Report each line from the data below that holds the word "tire".

======== Data to use

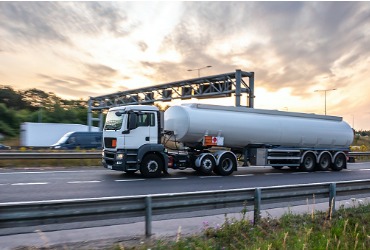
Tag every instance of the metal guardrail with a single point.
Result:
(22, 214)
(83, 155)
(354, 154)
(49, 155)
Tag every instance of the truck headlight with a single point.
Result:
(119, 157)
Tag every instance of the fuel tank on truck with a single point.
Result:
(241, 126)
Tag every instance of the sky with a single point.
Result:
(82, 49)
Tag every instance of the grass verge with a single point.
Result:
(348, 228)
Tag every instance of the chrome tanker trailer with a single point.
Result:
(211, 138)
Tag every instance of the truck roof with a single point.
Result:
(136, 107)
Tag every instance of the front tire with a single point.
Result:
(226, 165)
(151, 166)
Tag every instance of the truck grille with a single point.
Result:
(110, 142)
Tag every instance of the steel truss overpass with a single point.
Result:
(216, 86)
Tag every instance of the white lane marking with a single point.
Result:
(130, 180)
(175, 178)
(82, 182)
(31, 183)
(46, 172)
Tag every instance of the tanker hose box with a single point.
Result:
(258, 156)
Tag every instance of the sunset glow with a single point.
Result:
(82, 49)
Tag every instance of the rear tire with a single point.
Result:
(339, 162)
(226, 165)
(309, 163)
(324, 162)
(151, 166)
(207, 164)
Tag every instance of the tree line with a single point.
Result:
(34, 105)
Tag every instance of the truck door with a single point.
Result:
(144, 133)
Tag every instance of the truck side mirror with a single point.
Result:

================
======== Data to use

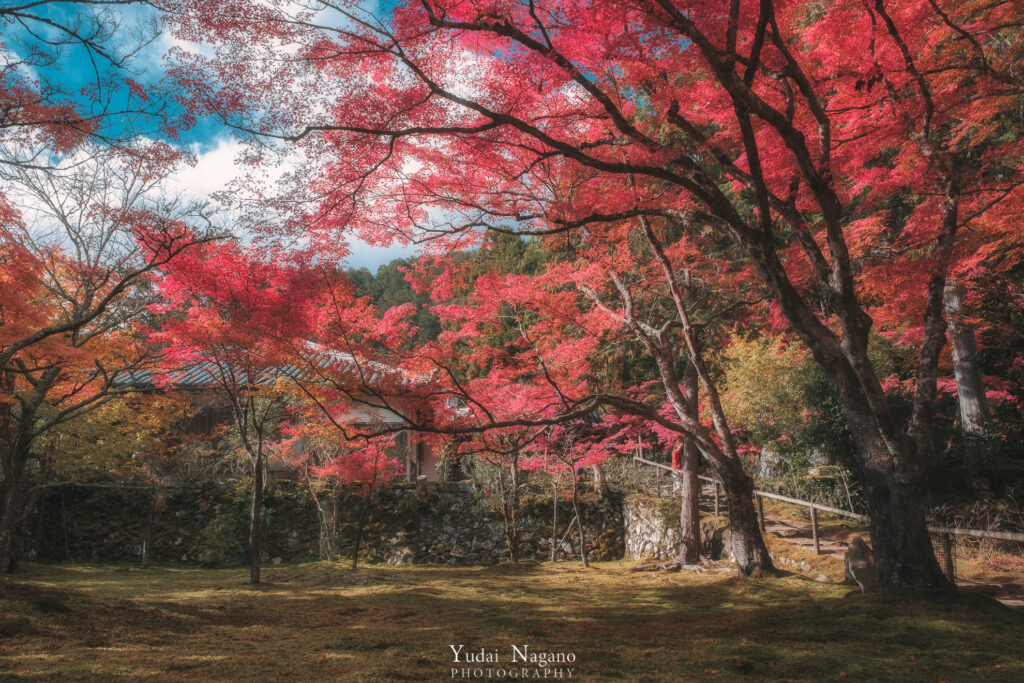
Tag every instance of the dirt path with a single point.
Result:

================

Answer for the task
Tag every instance of the front tire with a single point.
Tag every instance of the rear tire with a single point.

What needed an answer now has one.